SUPPLIED DATA Block Start

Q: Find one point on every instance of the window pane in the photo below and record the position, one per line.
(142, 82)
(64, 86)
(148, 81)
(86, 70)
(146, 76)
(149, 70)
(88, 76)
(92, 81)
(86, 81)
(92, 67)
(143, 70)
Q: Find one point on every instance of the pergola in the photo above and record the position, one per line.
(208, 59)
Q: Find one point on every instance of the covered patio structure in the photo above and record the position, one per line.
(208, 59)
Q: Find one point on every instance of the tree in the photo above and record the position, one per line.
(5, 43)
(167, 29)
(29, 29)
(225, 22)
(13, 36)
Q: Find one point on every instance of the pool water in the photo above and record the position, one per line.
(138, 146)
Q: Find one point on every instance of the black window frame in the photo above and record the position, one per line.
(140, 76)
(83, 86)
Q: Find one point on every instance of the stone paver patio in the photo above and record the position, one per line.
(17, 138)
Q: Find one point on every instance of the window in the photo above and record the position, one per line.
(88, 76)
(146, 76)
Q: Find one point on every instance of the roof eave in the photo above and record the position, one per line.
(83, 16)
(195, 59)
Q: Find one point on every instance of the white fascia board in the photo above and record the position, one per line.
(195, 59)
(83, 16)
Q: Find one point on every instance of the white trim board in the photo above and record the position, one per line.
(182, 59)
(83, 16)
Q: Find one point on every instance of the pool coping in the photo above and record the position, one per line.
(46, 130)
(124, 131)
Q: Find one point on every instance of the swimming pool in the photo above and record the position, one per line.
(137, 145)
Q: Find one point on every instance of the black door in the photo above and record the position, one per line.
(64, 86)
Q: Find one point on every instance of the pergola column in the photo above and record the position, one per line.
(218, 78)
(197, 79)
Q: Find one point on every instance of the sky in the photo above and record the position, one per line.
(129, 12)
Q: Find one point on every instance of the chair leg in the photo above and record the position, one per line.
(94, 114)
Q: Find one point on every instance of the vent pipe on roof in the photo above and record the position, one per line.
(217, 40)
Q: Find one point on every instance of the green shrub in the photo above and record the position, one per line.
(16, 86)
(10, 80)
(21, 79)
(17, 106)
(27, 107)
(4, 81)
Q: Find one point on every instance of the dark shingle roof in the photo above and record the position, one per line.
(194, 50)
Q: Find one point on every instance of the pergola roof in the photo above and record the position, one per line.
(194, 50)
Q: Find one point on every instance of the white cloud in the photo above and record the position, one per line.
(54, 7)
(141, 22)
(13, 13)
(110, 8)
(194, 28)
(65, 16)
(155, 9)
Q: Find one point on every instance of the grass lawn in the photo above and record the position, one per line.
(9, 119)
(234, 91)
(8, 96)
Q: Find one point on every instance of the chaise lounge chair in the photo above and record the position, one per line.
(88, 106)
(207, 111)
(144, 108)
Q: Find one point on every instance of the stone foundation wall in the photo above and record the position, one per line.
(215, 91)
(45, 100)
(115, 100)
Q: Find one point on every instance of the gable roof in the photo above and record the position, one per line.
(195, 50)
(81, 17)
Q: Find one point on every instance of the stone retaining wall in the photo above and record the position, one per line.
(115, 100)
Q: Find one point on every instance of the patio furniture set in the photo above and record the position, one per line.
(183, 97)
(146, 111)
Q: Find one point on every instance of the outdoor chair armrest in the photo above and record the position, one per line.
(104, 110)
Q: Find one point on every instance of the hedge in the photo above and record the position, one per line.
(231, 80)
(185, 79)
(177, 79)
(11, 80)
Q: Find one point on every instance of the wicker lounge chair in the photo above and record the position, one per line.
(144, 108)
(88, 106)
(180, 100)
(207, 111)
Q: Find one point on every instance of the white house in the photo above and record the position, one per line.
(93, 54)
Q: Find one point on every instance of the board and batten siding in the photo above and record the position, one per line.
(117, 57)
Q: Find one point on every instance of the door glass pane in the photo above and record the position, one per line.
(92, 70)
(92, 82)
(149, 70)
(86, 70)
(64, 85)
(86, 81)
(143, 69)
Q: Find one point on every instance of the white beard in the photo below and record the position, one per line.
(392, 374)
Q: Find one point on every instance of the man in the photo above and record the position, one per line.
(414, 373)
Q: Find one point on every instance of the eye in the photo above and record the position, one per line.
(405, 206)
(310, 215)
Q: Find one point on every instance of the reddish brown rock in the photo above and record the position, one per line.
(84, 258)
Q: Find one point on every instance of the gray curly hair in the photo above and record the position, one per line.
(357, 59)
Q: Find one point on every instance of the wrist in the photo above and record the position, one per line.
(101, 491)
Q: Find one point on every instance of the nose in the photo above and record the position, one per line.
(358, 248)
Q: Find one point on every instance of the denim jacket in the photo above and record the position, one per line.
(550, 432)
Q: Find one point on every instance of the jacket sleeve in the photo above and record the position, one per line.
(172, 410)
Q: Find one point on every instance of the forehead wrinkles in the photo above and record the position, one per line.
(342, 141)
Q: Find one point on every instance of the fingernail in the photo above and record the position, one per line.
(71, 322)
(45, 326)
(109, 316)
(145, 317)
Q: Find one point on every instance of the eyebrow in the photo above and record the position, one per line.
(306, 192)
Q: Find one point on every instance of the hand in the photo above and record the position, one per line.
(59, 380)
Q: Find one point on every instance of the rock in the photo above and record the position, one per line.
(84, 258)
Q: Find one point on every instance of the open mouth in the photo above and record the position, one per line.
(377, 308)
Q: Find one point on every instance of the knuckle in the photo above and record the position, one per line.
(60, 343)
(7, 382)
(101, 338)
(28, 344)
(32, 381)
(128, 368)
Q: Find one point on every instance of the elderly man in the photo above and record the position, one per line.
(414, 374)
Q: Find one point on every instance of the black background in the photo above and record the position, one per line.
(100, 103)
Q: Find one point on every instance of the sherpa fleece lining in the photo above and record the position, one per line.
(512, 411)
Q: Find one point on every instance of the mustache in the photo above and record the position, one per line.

SUPPLIED DATA Block End

WHAT IS NEEDED: All of the entries must be printed again exactly as given.

WRITTEN REPLY:
Q: Find one point on every instance of the window pane in the photo below and record the position, one per line.
(142, 82)
(64, 86)
(148, 81)
(86, 70)
(146, 76)
(149, 70)
(88, 76)
(92, 81)
(86, 81)
(92, 67)
(143, 70)
Q: Find one point on every instance of the pergola in the photo above and record the position, one per line.
(208, 59)
Q: Find one point on every instance of the covered patio structure in the photo above and record the position, one per line.
(208, 59)
Q: Find one point on every instance of the tree in the photo above and record the position, one per line.
(5, 43)
(167, 29)
(29, 29)
(225, 22)
(13, 36)
Q: Find one point on every instance of the pool water in the photo above and record the position, one per line.
(138, 146)
Q: Find one point on every instance of the black window frame in the photo above and record the position, one per line.
(140, 76)
(83, 86)
Q: Find one point on every instance of the stone paver patio in the photo above and record the position, one per line.
(17, 138)
Q: Find one point on every instance of the window in the photo above and record the position, one per line.
(88, 76)
(146, 76)
Q: Find one point on every instance of the roof eave in the photo above and record the position, one per line.
(83, 16)
(195, 59)
Q: Find one point on every instance of the white fascia board in the photo above and record the position, one per line.
(195, 59)
(83, 16)
Q: Find one point on every instance of the white trim board in the photo above and record the position, one per line.
(182, 59)
(83, 16)
Q: Find one point on every instance of the pool coping in the photo above and record the position, one per line.
(46, 130)
(124, 131)
Q: Find one point on every instance of the swimming pool in the photo above and record the position, one per line.
(137, 145)
Q: Find one point on every instance of the black door in the photo above and record the position, one per line.
(64, 86)
Q: Find one point on every instance of the pergola column in the photo above and record the position, one per line.
(218, 78)
(197, 79)
Q: Find one point on every instance of the sky in the photo above and record the position, one per line.
(129, 12)
Q: Find one point on every instance of the chair leg in the photo above and record the position, one per line.
(94, 114)
Q: Find one point on every instance of the vent pipe on roof in the photo above and record the position, one per line.
(217, 40)
Q: Find one point on every instance of the green shrub in the photo above and record the position, one per line.
(16, 86)
(10, 80)
(21, 79)
(17, 106)
(27, 107)
(4, 81)
Q: Find one point on every instance of the dark shingle roof in the photo above and record the position, one per line.
(194, 50)
Q: Find one point on every instance of the pergola roof in the photo above and record the position, one per line.
(194, 50)
Q: Find one point on every instance of the white cloud in the photo above and record the position, one per line.
(54, 7)
(141, 22)
(13, 13)
(110, 8)
(194, 28)
(65, 16)
(155, 9)
Q: Find one point on every instance of the grass lawn in the photo above and record the position, one per line.
(9, 119)
(234, 91)
(8, 96)
Q: Find one point on every instance of the chaise lounge chair in the photo above and record the position, one per line.
(88, 106)
(207, 111)
(144, 108)
Q: Find one point on every instance of the stone foundation wall in the photo above and record the position, one per line.
(215, 91)
(45, 100)
(115, 100)
Q: Find one point on every instance of the gable roof in the photo above and record the position, one per line.
(195, 50)
(81, 17)
Q: Find one point on every instance of the stone retaining wall in the photo above and record the position, one per line.
(115, 100)
Q: Find one point on every instance of the patio furniture set in the photo above and record the position, one per line.
(183, 97)
(146, 111)
Q: Find one point on every instance of the outdoor chair armrest in the photo above and record the position, one per line.
(104, 110)
Q: Find one point on every instance of the hedge in the photo above and record the position, one per line.
(231, 80)
(185, 79)
(177, 79)
(11, 80)
Q: Find one point on every instance of the wicker lounge chair in the photo above and record the position, one per line.
(144, 108)
(88, 106)
(180, 100)
(207, 111)
Q: Find one point on every instance of the white house in the photo above and record the position, one per line.
(93, 54)
Q: Find one point on every instance of the board and batten siding in the photo above and record the position, one per line.
(117, 57)
Q: Find one point on every instance of the door glass pane in the photo above and record the position, one per line.
(92, 70)
(92, 82)
(149, 70)
(86, 70)
(64, 85)
(86, 81)
(143, 69)
Q: Find one point on every instance of the white beard in the photo below and record the position, one per line.
(392, 374)
Q: Find one point on every instance of the man in the photo above and record the position, one per line.
(414, 373)
Q: Find one point on every instance of the eye in the photo above and record the position, one per line.
(405, 206)
(310, 215)
Q: Find one point on every instance of the reddish brown rock in the photo above and record the position, one per line.
(84, 258)
Q: Find one point on every instance of the gray curly hair in the photo above and record the position, one per line.
(357, 59)
Q: Find one point on every instance of the wrist in the photo above and record the position, one per line.
(101, 491)
Q: Find one point on every instance of the nose in the photo above and record the position, one per line.
(358, 248)
Q: Find one point on every instance of the denim jacket in the photo above and record the position, one per line.
(550, 432)
Q: Find one point on every instance of the jacket sleeve in the photo above and record the position, one per line.
(172, 410)
Q: Find one point on every instance of the forehead wrinkles in the photo above and record the position, one per line.
(342, 141)
Q: Find one point on every instance of the fingernail in the photo above and record the position, one per line.
(71, 322)
(45, 326)
(109, 316)
(145, 317)
Q: Find one point on every instance of the eyebrow in the photo above and record the position, one per line.
(306, 192)
Q: Find one point on every instance of the hand in the photo above and record the position, one per line.
(59, 380)
Q: Find one point on every instance of the rock in the photo above and record the position, one per line.
(84, 258)
Q: Find one point on every instance of the open mouth in the photo above and record the position, one per line.
(377, 308)
Q: Find one point on every instance of the knuckle in the photo above and record the position, one per line.
(60, 343)
(7, 382)
(101, 338)
(28, 344)
(32, 381)
(128, 368)
Q: Find one point on every instance of the elderly man in the photo above and record the position, one per line.
(414, 374)
Q: Find one point on every instance of the black background in the photo above and record the position, one per line.
(100, 103)
Q: Find one point on every instance of the sherpa fleece lining in the photo above and record the position, one per line.
(512, 411)
Q: Find one point on every instance of the mustache in the photo above and record the position, one per line.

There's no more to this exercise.